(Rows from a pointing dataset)

+++++

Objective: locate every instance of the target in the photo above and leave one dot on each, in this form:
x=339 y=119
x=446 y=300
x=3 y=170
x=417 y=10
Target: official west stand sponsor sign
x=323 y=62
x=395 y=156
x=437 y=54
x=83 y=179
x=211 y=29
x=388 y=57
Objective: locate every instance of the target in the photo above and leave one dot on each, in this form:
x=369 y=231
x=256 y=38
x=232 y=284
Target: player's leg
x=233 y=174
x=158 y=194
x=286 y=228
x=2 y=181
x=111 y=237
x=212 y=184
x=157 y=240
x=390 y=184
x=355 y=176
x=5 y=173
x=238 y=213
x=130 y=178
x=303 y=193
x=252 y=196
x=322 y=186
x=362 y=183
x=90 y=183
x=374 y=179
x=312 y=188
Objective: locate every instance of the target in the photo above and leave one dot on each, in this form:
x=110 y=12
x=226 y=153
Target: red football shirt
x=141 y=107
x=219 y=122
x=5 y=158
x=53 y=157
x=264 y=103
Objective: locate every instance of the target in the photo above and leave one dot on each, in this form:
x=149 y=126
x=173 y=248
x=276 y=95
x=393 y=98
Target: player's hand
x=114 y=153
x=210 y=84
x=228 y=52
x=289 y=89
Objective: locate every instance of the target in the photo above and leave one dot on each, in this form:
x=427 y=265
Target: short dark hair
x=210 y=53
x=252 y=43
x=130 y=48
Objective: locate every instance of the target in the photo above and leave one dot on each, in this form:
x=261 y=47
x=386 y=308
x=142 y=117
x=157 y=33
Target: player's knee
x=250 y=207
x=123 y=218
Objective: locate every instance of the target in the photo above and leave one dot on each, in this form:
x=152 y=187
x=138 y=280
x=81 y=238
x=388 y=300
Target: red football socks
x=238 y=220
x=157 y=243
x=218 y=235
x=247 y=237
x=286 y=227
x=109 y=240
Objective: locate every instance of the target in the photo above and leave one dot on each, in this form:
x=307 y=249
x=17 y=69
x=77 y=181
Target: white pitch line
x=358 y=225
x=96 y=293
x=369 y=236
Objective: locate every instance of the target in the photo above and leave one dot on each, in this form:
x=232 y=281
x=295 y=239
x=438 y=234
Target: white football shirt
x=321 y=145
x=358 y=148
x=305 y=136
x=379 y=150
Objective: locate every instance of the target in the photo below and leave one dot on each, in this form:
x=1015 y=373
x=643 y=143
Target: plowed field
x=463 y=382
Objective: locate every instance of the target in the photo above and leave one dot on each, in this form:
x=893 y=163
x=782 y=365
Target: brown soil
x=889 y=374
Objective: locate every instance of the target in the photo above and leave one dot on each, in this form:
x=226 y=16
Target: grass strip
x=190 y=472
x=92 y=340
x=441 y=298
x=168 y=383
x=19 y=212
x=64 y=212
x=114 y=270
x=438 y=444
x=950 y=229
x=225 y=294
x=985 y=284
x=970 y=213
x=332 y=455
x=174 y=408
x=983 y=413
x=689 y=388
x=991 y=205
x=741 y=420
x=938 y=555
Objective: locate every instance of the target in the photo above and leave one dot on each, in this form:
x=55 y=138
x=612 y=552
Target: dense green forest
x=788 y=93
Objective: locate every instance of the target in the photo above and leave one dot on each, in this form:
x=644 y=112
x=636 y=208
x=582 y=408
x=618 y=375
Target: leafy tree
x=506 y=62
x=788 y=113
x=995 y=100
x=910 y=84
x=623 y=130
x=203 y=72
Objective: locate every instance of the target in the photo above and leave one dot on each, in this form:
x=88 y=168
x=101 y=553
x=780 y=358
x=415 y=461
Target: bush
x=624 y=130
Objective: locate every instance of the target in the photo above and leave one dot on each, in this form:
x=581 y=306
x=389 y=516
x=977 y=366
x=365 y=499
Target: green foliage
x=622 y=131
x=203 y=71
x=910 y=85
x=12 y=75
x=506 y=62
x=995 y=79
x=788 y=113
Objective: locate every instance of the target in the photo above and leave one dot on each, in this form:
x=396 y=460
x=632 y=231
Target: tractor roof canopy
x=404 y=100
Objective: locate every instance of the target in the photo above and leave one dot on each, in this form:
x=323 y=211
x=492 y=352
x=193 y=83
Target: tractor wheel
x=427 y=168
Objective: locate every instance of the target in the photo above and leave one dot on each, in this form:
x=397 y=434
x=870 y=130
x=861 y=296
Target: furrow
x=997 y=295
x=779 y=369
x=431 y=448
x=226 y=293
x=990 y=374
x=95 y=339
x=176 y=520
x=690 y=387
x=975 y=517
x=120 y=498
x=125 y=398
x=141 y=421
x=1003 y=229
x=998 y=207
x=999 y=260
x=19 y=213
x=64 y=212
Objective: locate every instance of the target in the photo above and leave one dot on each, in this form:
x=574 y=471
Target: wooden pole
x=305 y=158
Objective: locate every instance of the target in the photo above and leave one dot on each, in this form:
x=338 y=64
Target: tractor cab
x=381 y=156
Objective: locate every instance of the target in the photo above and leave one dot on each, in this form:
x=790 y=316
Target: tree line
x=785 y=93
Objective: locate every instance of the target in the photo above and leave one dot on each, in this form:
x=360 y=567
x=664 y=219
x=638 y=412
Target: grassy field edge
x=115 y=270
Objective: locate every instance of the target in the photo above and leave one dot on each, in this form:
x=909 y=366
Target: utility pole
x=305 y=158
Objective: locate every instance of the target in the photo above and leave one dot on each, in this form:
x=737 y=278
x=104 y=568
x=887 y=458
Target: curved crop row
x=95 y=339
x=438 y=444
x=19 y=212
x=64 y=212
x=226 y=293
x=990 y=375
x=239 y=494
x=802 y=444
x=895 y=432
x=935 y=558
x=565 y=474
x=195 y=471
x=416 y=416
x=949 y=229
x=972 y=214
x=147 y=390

+++++

What to produce :: Quote the data in full, keeping each word unchanged.

In response ::
Objective: locate every instance of the target in the photo above and leave one dot on each, in this form:
x=339 y=119
x=446 y=300
x=3 y=170
x=417 y=10
Target: official west stand sponsor sign
x=323 y=62
x=395 y=156
x=437 y=54
x=83 y=179
x=211 y=29
x=388 y=57
Objective: locate every instance of the target in the photo above and leave one dot on each, in this form:
x=369 y=231
x=256 y=38
x=232 y=284
Target: player's leg
x=233 y=174
x=158 y=194
x=286 y=228
x=2 y=181
x=111 y=237
x=212 y=184
x=157 y=240
x=390 y=184
x=355 y=176
x=5 y=173
x=238 y=213
x=130 y=178
x=303 y=193
x=252 y=196
x=322 y=186
x=362 y=183
x=90 y=183
x=374 y=179
x=312 y=188
Objective: locate every instance of the target in the photo above and leave one dot on each, in this form:
x=110 y=12
x=226 y=153
Target: red football shirt
x=141 y=107
x=219 y=122
x=5 y=158
x=53 y=157
x=264 y=103
Objective: locate every instance of the target in the photo above and leave one dot on each, in this form:
x=149 y=126
x=173 y=248
x=276 y=95
x=393 y=98
Target: player's hand
x=114 y=153
x=210 y=84
x=228 y=52
x=289 y=89
Objective: locate every instance of the target in the photo above and leave one dot on each, in this form:
x=427 y=265
Target: short dark hair
x=210 y=53
x=252 y=43
x=130 y=48
Objective: locate every instance of the target in the photo above and leave one dot on each, in this form:
x=261 y=47
x=386 y=308
x=142 y=117
x=157 y=33
Target: player's knee
x=250 y=207
x=123 y=218
Objective: locate every instance of the target in the photo above and leave one dot on each, in this form:
x=152 y=187
x=138 y=280
x=81 y=238
x=388 y=300
Target: red football socks
x=238 y=220
x=157 y=243
x=218 y=235
x=247 y=237
x=286 y=227
x=109 y=240
Objective: locate every instance of the target in the photo above and leave one dot on each, in this form:
x=307 y=249
x=17 y=69
x=77 y=181
Target: white pitch line
x=358 y=225
x=96 y=293
x=369 y=236
Objective: locate every instance of the target in the photo above and leave one dot on each, in this form:
x=232 y=281
x=295 y=239
x=438 y=234
Target: white football shirt
x=321 y=145
x=358 y=148
x=305 y=136
x=379 y=150
Objective: locate every instance of the target in the photo below and leave one dot on each, in this form:
x=1015 y=373
x=643 y=143
Target: plowed field
x=463 y=382
Objective: locate every instance of the target in the photo above and leave one dot on each, in this form:
x=893 y=163
x=782 y=365
Target: brown soil
x=889 y=374
Objective: locate every instance of the target in the photo above and leave one dot on each, in this form:
x=226 y=16
Target: grass strip
x=190 y=472
x=92 y=340
x=441 y=298
x=168 y=383
x=19 y=212
x=64 y=212
x=114 y=270
x=438 y=444
x=950 y=229
x=225 y=294
x=985 y=284
x=970 y=213
x=332 y=455
x=174 y=408
x=983 y=413
x=689 y=388
x=991 y=205
x=741 y=420
x=938 y=555
Objective: locate every instance of the target in the photo above and leave one dot on each, in this form:
x=55 y=138
x=612 y=552
Target: dense green forest
x=788 y=93
Objective: locate every instance of the target in the photo above and leave one dot on each, in this form:
x=644 y=112
x=636 y=208
x=582 y=408
x=618 y=375
Target: leafy tree
x=506 y=62
x=788 y=113
x=995 y=100
x=910 y=84
x=623 y=130
x=203 y=72
Objective: locate every instance of the target in the photo above and leave one dot on each, in this form:
x=88 y=168
x=101 y=553
x=780 y=358
x=415 y=461
Target: bush
x=624 y=130
Objective: locate every instance of the target in the photo above and leave one dot on each, in this form:
x=581 y=306
x=389 y=516
x=977 y=366
x=365 y=499
Target: green foliage
x=622 y=131
x=203 y=71
x=910 y=85
x=12 y=75
x=506 y=62
x=995 y=79
x=788 y=113
Objective: locate every instance of the target in the photo above and leave one dot on each, in this form:
x=396 y=460
x=632 y=231
Target: tractor roof canopy
x=404 y=100
Objective: locate every instance of the target in the photo above and leave one dot on each, in this form:
x=323 y=211
x=492 y=352
x=193 y=83
Target: tractor wheel
x=427 y=168
Objective: locate every instance of the target in the photo above and leave one dot on each, in this form:
x=397 y=434
x=870 y=130
x=861 y=296
Target: furrow
x=997 y=295
x=779 y=369
x=431 y=448
x=226 y=293
x=990 y=374
x=95 y=339
x=176 y=520
x=690 y=387
x=975 y=517
x=120 y=498
x=125 y=398
x=141 y=421
x=1003 y=229
x=998 y=207
x=999 y=260
x=19 y=213
x=64 y=212
Objective: locate every instance of the target in the photo above and leave one dot on each, in this form:
x=574 y=471
Target: wooden pole
x=305 y=158
Objective: locate every instance of the target in the photo above and leave one dot on each, in this form:
x=338 y=64
Target: tractor cab
x=381 y=156
Objective: locate every instance of the target in the photo above and leave one dot on each, in this form:
x=790 y=316
Target: tree line
x=785 y=93
Objective: locate every instance of the target in the photo above and leave one dot on each, in this form:
x=360 y=567
x=664 y=219
x=638 y=412
Target: grassy field edge
x=115 y=270
Objective: locate every instance of the target in the photo above and leave one dot on each, in this form:
x=909 y=366
Target: utility pole
x=305 y=158
Objective: locate every instance of the target in the photo above and leave one dot on each, in this form:
x=737 y=278
x=104 y=568
x=887 y=458
Target: curved crop row
x=95 y=339
x=438 y=444
x=19 y=212
x=64 y=212
x=226 y=293
x=990 y=375
x=239 y=494
x=802 y=444
x=895 y=432
x=935 y=558
x=565 y=474
x=195 y=471
x=416 y=416
x=949 y=229
x=972 y=214
x=147 y=390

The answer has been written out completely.